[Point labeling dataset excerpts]

--*--

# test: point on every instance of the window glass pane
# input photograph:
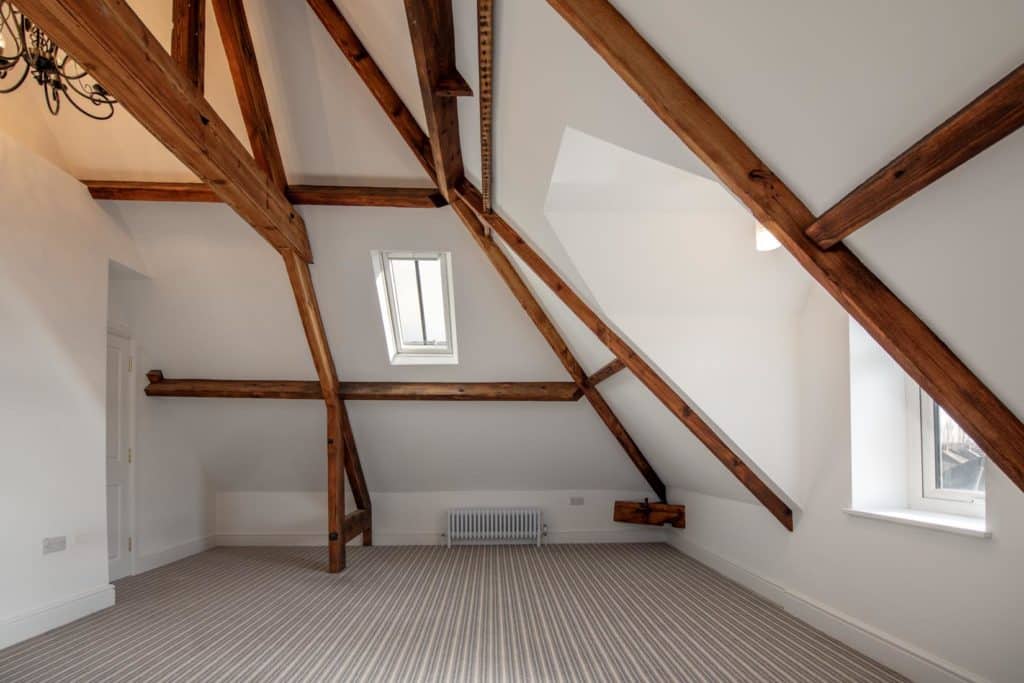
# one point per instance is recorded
(432, 288)
(960, 463)
(407, 301)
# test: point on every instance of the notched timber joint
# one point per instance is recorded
(655, 514)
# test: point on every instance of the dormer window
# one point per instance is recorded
(417, 306)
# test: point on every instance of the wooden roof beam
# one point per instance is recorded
(922, 354)
(350, 45)
(550, 333)
(338, 423)
(669, 396)
(111, 41)
(995, 114)
(611, 368)
(310, 390)
(403, 198)
(485, 56)
(432, 32)
(188, 39)
(249, 88)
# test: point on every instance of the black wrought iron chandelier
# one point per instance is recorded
(26, 49)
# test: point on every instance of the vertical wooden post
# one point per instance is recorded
(336, 457)
(188, 39)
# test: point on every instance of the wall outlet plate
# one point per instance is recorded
(54, 544)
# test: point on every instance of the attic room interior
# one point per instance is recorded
(511, 340)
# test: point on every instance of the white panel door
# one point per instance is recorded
(118, 457)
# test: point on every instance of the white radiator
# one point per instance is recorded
(495, 525)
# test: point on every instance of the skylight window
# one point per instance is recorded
(417, 306)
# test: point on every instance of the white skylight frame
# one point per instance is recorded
(400, 353)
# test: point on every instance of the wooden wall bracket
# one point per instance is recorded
(654, 514)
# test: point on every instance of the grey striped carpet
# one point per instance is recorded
(601, 612)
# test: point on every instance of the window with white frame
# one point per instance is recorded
(417, 306)
(947, 467)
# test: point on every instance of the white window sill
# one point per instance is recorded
(934, 520)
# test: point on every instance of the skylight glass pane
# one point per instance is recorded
(960, 462)
(432, 289)
(407, 301)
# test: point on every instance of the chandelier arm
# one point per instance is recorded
(60, 76)
(18, 81)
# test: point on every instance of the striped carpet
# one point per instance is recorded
(599, 612)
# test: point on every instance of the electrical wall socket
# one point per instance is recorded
(54, 544)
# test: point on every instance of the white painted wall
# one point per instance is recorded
(53, 297)
(419, 517)
(217, 304)
(932, 604)
(173, 495)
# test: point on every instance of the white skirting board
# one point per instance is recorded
(901, 656)
(392, 538)
(33, 623)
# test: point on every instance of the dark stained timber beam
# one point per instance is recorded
(453, 85)
(309, 390)
(922, 354)
(550, 333)
(402, 198)
(418, 142)
(342, 453)
(612, 367)
(995, 114)
(249, 87)
(643, 372)
(188, 39)
(111, 41)
(432, 32)
(544, 391)
(485, 56)
(655, 514)
(350, 45)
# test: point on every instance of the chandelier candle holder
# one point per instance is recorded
(26, 49)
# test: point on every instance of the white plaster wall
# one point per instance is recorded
(173, 495)
(217, 304)
(935, 605)
(419, 517)
(53, 298)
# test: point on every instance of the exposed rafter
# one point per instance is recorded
(342, 454)
(249, 88)
(309, 390)
(640, 368)
(403, 198)
(922, 354)
(432, 32)
(547, 329)
(415, 136)
(995, 114)
(433, 39)
(611, 368)
(111, 41)
(352, 48)
(485, 56)
(188, 39)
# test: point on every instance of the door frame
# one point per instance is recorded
(121, 331)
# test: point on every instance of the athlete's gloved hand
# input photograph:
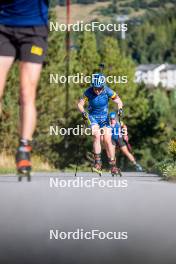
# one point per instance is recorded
(85, 116)
(120, 112)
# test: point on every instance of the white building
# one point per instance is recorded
(155, 74)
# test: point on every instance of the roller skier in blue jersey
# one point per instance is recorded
(97, 96)
(23, 37)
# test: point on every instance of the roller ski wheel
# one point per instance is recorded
(115, 171)
(23, 173)
(23, 161)
(98, 171)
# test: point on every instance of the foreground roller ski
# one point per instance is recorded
(23, 160)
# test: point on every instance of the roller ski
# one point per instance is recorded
(97, 167)
(114, 170)
(23, 161)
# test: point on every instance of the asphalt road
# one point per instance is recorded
(140, 205)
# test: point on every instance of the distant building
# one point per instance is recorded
(155, 74)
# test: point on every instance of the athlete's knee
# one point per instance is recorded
(26, 97)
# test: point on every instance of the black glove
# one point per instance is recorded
(85, 116)
(120, 112)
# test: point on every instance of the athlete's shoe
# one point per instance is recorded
(138, 167)
(97, 167)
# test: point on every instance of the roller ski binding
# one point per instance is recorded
(114, 170)
(97, 167)
(23, 160)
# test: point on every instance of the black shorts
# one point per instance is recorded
(24, 43)
(121, 142)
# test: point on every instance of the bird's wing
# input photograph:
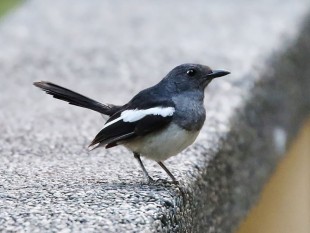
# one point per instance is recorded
(131, 122)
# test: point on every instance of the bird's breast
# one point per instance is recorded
(164, 143)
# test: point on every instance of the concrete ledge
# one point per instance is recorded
(110, 50)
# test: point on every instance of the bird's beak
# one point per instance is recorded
(217, 74)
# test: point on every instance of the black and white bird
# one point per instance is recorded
(158, 122)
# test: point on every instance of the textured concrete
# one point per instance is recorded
(108, 50)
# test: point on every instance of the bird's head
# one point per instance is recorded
(188, 77)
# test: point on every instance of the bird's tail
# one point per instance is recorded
(74, 98)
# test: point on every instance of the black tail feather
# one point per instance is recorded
(74, 98)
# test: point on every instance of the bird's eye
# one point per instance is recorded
(191, 72)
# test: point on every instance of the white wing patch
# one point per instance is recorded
(136, 114)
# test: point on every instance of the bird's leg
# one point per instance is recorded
(168, 172)
(149, 179)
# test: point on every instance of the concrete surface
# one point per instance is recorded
(108, 50)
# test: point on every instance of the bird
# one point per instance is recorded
(158, 122)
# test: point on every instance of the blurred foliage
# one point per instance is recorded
(6, 5)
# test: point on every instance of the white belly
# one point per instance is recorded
(162, 144)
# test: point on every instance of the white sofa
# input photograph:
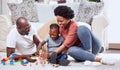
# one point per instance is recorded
(46, 14)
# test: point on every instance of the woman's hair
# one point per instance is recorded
(54, 25)
(64, 11)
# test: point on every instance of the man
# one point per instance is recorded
(23, 39)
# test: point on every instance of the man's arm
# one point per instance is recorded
(12, 50)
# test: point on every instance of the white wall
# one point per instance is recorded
(113, 14)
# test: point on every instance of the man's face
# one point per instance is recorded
(24, 28)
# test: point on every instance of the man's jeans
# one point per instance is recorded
(89, 42)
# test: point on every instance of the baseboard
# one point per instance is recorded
(114, 46)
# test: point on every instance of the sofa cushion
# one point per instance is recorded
(25, 9)
(87, 10)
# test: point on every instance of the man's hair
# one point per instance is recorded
(64, 11)
(54, 25)
(18, 21)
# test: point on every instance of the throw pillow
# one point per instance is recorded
(25, 9)
(87, 10)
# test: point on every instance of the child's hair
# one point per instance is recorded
(54, 25)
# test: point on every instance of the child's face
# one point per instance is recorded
(54, 33)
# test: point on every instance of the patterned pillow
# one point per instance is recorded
(87, 10)
(25, 9)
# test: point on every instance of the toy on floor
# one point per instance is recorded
(11, 60)
(42, 57)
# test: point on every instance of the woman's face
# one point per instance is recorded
(54, 33)
(62, 21)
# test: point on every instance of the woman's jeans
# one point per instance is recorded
(89, 42)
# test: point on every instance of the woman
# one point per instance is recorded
(79, 40)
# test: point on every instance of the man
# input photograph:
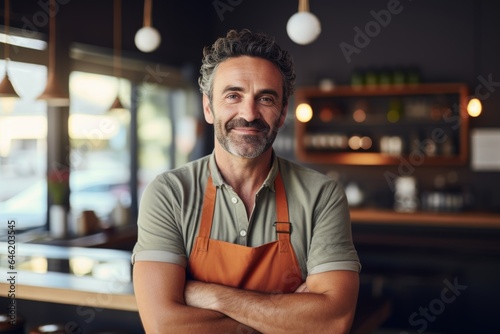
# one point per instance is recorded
(243, 241)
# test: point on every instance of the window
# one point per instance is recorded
(100, 145)
(23, 149)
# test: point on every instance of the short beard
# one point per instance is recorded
(247, 146)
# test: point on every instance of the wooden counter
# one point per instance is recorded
(99, 278)
(61, 289)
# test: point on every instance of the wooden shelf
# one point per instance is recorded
(317, 141)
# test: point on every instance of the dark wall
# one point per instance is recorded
(448, 41)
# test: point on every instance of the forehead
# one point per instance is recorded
(248, 71)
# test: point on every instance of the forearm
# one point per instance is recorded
(159, 292)
(185, 319)
(273, 313)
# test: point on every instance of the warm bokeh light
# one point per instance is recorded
(303, 112)
(355, 143)
(474, 107)
(365, 143)
(359, 115)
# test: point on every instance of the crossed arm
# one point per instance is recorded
(168, 303)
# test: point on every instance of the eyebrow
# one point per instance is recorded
(260, 92)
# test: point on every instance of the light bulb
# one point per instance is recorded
(474, 107)
(303, 27)
(147, 39)
(303, 112)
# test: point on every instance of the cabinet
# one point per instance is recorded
(420, 124)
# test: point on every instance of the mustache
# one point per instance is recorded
(257, 124)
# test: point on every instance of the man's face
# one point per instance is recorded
(246, 107)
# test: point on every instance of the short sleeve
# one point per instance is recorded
(331, 246)
(159, 237)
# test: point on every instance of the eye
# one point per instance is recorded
(267, 100)
(232, 97)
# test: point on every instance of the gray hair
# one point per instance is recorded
(245, 43)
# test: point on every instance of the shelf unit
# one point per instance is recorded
(428, 123)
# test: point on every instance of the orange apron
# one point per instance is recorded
(272, 267)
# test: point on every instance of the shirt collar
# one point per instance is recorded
(219, 181)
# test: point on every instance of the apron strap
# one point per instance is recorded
(283, 225)
(207, 215)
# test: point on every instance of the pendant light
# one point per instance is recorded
(53, 94)
(6, 88)
(303, 27)
(147, 39)
(117, 39)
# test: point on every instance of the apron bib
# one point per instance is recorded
(272, 267)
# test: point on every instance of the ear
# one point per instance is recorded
(283, 114)
(209, 117)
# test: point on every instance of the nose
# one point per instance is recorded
(249, 110)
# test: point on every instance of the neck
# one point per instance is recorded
(244, 175)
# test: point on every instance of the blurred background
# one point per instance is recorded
(78, 151)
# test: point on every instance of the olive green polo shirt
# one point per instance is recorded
(171, 206)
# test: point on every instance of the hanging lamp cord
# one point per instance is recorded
(303, 5)
(117, 29)
(148, 9)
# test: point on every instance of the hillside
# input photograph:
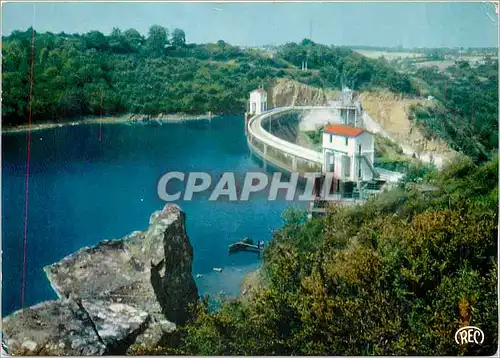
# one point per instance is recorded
(396, 276)
(94, 74)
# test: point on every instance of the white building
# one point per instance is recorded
(258, 101)
(349, 153)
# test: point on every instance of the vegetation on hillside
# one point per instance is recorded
(396, 276)
(125, 72)
(465, 114)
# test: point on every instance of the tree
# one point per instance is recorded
(178, 38)
(157, 40)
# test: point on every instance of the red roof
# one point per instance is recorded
(343, 130)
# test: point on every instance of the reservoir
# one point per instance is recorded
(84, 189)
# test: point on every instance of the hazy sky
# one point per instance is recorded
(375, 24)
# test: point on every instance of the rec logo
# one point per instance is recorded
(469, 334)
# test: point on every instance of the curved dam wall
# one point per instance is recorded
(274, 137)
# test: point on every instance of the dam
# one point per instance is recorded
(346, 153)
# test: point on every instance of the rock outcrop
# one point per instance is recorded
(113, 296)
(286, 92)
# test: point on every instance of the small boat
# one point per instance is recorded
(246, 245)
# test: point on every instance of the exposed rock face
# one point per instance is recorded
(113, 295)
(285, 92)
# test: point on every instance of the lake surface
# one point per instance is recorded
(83, 190)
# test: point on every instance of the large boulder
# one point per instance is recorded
(112, 294)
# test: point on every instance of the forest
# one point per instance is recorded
(395, 276)
(93, 74)
(125, 72)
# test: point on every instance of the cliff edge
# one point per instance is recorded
(113, 297)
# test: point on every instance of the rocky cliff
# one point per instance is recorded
(113, 297)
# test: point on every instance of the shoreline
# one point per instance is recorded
(126, 118)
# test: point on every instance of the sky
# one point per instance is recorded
(255, 24)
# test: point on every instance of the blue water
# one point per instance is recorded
(83, 190)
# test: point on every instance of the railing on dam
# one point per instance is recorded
(285, 155)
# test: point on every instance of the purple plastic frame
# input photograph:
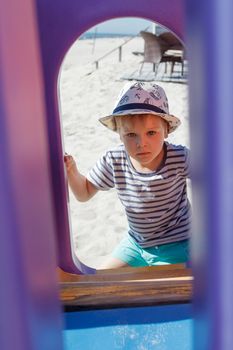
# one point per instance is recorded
(34, 228)
(71, 20)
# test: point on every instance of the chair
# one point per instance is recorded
(164, 48)
(152, 50)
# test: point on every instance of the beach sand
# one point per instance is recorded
(85, 95)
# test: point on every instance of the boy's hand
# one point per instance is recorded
(69, 163)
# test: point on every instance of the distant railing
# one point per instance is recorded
(119, 48)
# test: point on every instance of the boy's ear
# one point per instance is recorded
(165, 130)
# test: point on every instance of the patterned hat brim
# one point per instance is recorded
(110, 123)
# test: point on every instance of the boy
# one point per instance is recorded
(149, 175)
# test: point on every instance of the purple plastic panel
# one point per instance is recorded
(30, 317)
(211, 90)
(61, 23)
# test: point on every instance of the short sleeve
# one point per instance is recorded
(101, 175)
(187, 165)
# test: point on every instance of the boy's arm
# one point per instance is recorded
(80, 186)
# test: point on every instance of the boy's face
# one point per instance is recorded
(143, 137)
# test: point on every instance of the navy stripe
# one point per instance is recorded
(138, 106)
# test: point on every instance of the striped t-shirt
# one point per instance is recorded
(156, 203)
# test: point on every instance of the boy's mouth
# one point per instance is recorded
(143, 153)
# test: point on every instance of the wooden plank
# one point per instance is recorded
(145, 286)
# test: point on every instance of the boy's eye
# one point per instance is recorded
(152, 132)
(131, 134)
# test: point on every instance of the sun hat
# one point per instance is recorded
(141, 98)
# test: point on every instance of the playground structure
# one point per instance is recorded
(34, 225)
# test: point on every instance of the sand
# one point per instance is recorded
(85, 95)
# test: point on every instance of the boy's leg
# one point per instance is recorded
(171, 253)
(127, 253)
(113, 263)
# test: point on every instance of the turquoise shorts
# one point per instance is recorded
(132, 254)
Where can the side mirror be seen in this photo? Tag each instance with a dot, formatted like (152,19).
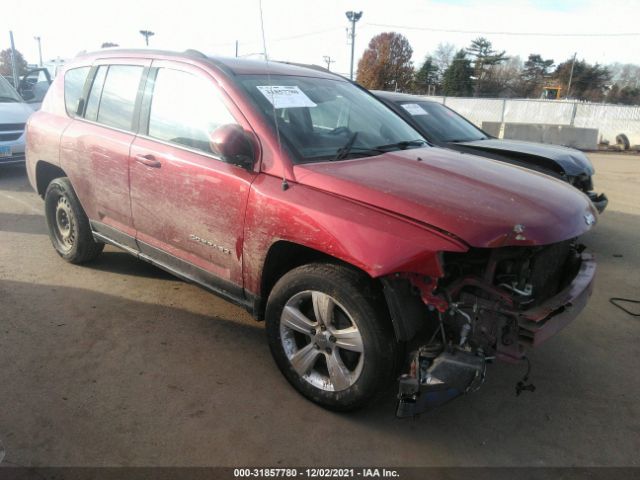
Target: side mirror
(233,145)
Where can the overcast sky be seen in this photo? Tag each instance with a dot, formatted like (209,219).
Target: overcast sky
(306,31)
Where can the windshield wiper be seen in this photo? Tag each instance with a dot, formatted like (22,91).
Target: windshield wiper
(4,98)
(400,145)
(343,151)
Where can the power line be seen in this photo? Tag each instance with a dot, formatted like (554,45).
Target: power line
(520,34)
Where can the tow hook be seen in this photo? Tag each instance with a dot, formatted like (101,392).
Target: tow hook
(437,376)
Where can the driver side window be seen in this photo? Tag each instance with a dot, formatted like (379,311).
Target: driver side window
(185,110)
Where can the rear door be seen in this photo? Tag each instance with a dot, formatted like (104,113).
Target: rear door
(188,204)
(95,147)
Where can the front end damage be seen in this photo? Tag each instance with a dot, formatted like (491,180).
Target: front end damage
(491,303)
(584,183)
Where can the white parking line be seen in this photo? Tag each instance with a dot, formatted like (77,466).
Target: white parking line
(30,207)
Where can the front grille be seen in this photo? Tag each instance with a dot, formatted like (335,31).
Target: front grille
(9,127)
(582,182)
(548,269)
(8,137)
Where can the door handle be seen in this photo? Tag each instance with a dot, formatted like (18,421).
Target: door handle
(148,160)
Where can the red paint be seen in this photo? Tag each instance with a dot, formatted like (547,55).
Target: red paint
(385,214)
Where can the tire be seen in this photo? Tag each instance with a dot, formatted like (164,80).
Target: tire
(331,336)
(623,141)
(68,225)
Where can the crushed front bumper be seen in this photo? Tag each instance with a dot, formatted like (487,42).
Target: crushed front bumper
(542,322)
(439,375)
(599,200)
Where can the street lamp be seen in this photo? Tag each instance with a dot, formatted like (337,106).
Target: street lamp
(146,34)
(353,18)
(39,48)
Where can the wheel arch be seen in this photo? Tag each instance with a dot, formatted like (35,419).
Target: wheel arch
(45,173)
(404,307)
(282,257)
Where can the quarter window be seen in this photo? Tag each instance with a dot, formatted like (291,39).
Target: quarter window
(119,96)
(73,84)
(186,109)
(91,112)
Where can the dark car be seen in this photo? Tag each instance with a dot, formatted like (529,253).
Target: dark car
(445,128)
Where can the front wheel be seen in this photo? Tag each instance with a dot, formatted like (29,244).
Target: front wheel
(330,335)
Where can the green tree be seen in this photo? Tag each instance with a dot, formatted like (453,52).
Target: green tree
(483,58)
(624,95)
(456,81)
(5,63)
(425,76)
(386,63)
(588,82)
(532,79)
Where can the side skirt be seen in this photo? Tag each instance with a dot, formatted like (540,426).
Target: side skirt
(177,267)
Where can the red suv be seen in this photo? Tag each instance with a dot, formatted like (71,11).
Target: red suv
(298,195)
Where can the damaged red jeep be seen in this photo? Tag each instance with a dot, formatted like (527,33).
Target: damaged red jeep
(298,195)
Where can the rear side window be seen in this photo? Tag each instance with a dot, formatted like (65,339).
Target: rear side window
(93,102)
(113,95)
(73,84)
(186,109)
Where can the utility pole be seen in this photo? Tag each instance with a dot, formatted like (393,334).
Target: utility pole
(14,67)
(328,61)
(353,18)
(146,34)
(573,64)
(39,49)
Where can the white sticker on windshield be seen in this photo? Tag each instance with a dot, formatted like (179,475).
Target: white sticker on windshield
(285,96)
(414,109)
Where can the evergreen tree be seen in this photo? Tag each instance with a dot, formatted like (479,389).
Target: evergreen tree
(456,81)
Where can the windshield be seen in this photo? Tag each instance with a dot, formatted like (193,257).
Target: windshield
(323,119)
(441,123)
(7,92)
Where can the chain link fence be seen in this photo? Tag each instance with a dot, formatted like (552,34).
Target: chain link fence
(610,120)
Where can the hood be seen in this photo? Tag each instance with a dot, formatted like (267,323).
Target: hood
(481,201)
(572,161)
(12,112)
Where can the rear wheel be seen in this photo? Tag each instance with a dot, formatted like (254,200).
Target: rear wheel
(330,336)
(69,228)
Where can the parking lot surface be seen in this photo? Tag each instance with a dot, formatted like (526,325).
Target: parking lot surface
(119,363)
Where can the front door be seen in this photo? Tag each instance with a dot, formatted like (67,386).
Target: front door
(188,204)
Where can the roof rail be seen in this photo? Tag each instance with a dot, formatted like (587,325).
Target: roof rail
(195,53)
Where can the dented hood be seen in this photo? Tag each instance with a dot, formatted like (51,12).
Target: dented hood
(572,161)
(483,202)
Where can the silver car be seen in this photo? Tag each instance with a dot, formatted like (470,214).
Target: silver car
(14,113)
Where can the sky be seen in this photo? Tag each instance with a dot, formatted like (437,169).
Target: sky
(307,31)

--*--

**What to do**
From the line holding "Where can the front door" through the last line above, reproduce each line exactly and add nothing.

**Solution for this task**
Where can the front door be seen in this photo? Tag each instance with a dot, formatted like (67,386).
Target: front door
(188,204)
Where can the roof rail be seen in this photo? Tag each instance with a dot, formatted like (587,325).
Target: roof rail
(195,53)
Where can the dented hood be seen in this photo? Tag each instance with a dot, formatted like (51,12).
Target: dented hood
(572,161)
(483,202)
Where can the silver car be seen in this photo? Tag each instance with a dot, formatted like (470,214).
Target: silver car
(14,113)
Where can the sky be seen in this photo? Tag each instance with a dot, formatted like (437,169).
Target: sky
(307,31)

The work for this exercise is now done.